## EXERCISE TASK
Locate the line with "Where can the white ceiling" in the material. Copy that line and each one after it, through the last, exactly and with nothing else.

## INPUT
== == ==

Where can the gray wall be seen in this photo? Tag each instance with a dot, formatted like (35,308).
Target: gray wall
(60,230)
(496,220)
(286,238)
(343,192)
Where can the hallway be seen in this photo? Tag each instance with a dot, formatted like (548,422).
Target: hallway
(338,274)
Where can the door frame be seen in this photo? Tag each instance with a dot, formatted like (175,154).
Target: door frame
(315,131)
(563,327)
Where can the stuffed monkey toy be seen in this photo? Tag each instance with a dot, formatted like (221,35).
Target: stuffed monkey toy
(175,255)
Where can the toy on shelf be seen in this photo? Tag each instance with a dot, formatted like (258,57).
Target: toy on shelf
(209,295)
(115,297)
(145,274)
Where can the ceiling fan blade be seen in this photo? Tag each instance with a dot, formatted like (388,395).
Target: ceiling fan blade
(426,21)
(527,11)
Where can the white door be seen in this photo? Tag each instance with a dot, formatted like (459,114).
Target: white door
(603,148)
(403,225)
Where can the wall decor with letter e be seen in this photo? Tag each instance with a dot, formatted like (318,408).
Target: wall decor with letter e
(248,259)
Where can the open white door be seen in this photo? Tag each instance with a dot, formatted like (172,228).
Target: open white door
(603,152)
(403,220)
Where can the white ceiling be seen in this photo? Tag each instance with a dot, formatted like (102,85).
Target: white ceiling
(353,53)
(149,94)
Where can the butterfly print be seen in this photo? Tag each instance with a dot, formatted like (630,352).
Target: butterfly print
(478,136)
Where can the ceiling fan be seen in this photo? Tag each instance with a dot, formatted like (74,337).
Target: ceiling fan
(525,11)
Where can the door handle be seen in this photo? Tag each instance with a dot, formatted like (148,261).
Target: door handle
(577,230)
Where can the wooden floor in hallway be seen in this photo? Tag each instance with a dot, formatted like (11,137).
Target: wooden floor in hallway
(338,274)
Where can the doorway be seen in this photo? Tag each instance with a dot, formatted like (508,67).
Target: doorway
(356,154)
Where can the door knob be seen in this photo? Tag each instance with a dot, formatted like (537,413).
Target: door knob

== == ==

## FINISHED TASK
Where can the white ceiling be seen in this photo? Tag each instance with a dot, formatted like (102,85).
Target: white ceiling
(353,53)
(149,94)
Where can the butterfly print be seen in this photo? Tag each instance with a dot, formatted like (630,352).
Target: butterfly print
(478,136)
Where can the ceiling fan be seen in this photo? Tag each instance with a dot, formatted like (74,337).
Target: ceiling fan
(525,11)
Where can the door handle be seen in this photo? Tag each instance with a dot, formatted like (148,261).
Target: door handle
(577,230)
Where can the wooden floor in hallway be seen in this photo? Tag each instance with a dot, formatted like (11,137).
Target: wooden floor in hallway
(338,274)
Where can the doorway be seen in this photo? Tag each instance with a dot, formatted like (508,67).
Target: doorway
(356,154)
Where can the door knob be seen in this photo? Tag each instance with a dot, formatted like (537,413).
Target: door knob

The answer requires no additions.